*EXERCISE DETAILS:*
Transcribe the listing in full, excluding any pictures.

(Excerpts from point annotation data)
※ ※ ※

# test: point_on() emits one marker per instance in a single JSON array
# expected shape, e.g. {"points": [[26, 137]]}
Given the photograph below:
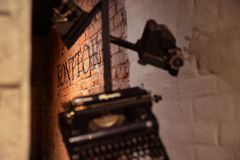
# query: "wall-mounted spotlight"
{"points": [[157, 45]]}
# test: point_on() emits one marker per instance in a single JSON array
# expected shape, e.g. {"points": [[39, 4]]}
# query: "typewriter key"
{"points": [[75, 157], [103, 148], [128, 142], [134, 140], [116, 145], [141, 153]]}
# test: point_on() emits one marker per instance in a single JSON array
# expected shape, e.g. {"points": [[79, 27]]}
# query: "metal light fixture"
{"points": [[115, 124]]}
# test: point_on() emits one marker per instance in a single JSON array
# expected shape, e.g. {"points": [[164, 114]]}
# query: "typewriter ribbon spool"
{"points": [[116, 126]]}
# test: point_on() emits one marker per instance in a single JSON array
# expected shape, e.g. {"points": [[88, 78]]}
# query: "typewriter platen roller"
{"points": [[117, 126]]}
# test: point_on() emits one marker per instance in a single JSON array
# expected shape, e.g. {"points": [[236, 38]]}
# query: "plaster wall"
{"points": [[200, 112]]}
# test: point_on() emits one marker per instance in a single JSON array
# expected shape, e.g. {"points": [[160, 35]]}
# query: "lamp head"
{"points": [[158, 47]]}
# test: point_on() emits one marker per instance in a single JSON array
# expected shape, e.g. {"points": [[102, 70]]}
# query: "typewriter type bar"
{"points": [[115, 125]]}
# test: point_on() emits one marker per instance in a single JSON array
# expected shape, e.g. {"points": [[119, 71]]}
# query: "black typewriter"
{"points": [[118, 125]]}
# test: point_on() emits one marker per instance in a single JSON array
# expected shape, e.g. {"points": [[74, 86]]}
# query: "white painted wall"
{"points": [[200, 112]]}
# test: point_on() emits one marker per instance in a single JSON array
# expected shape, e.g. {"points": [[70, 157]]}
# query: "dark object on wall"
{"points": [[71, 21], [117, 125], [156, 47]]}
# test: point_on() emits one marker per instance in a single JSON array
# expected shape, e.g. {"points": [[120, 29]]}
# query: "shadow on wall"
{"points": [[215, 37], [217, 52]]}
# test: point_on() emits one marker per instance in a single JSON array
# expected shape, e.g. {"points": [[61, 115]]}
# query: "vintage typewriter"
{"points": [[118, 125]]}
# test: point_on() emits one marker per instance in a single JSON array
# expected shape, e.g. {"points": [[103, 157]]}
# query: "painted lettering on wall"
{"points": [[82, 63]]}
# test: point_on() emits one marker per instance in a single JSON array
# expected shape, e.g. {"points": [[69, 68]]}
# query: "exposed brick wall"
{"points": [[199, 113], [71, 73]]}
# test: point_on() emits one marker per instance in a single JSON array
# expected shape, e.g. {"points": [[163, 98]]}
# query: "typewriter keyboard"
{"points": [[144, 147]]}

※ ※ ※

*THE RESULT:*
# test: point_on() emits one marker per instance in a single JSON array
# expected shape, e.g. {"points": [[26, 137]]}
Given the photograph below:
# query: "wall-mounted spotlight"
{"points": [[157, 45]]}
# test: point_on() emits one marker per instance in a single JSON array
# expected shape, e.g. {"points": [[39, 4]]}
# query: "typewriter key"
{"points": [[75, 157], [103, 148], [128, 142], [134, 140], [116, 145], [141, 153]]}
# test: point_on() emits one marker per instance in a single JSON array
# expected shape, e.g. {"points": [[79, 27]]}
# query: "metal light fixture"
{"points": [[115, 124]]}
# test: point_on() emits one marker per instance in a single JSON array
# expected shape, e.g. {"points": [[164, 114]]}
# query: "typewriter ribbon spool"
{"points": [[116, 126]]}
# test: point_on() emits one marker per instance in a single JSON array
# expected shape, e.g. {"points": [[88, 78]]}
# query: "typewriter platen roller"
{"points": [[117, 126]]}
# test: point_on() emits one marker per instance in a single JSON array
# expected shape, e.g. {"points": [[236, 38]]}
# query: "plaster wall"
{"points": [[200, 112]]}
# test: point_on() emits one marker per instance in a single JSON array
# expected shape, e.g. {"points": [[160, 35]]}
# query: "lamp head"
{"points": [[158, 47]]}
# test: point_on() emits one marker per instance in a single JSON array
# expected shape, e.g. {"points": [[102, 70]]}
# query: "typewriter type bar"
{"points": [[115, 125]]}
# test: point_on() emits one marker per instance in a single JSON array
# expected shape, e.g. {"points": [[119, 71]]}
# query: "black typewriter"
{"points": [[118, 125]]}
# test: point_on() emits one marker per instance in a single JSON array
# expected shape, e.g. {"points": [[74, 86]]}
# query: "white painted wall"
{"points": [[200, 112]]}
# test: point_on() emits one marker per instance in a single JSON array
# expected shape, e.g. {"points": [[70, 157]]}
# query: "dark object on wall"
{"points": [[71, 21], [117, 125], [156, 47]]}
# test: point_on() emits one marker per instance in a single JSON array
# expected shape, e.g. {"points": [[120, 29]]}
# query: "shadow on wall"
{"points": [[215, 37], [217, 52]]}
# test: point_on() emits one marker per instance in a single JSON array
# expected shape, e.g. {"points": [[61, 115]]}
# query: "vintage typewriter"
{"points": [[118, 125]]}
# test: point_on() emits one marker per instance in a single JSON array
# expected shape, e.g. {"points": [[103, 157]]}
# query: "painted lettering on wall"
{"points": [[82, 63]]}
# test: point_on() emits one marker per instance in a single JSON array
# expected shape, e.g. {"points": [[69, 68]]}
# query: "exposed brick wall"
{"points": [[199, 113], [71, 73]]}
# test: point_on() emits one marker per instance in a single JSON array
# expected shape, e.g. {"points": [[163, 98]]}
# query: "typewriter keyboard"
{"points": [[144, 147]]}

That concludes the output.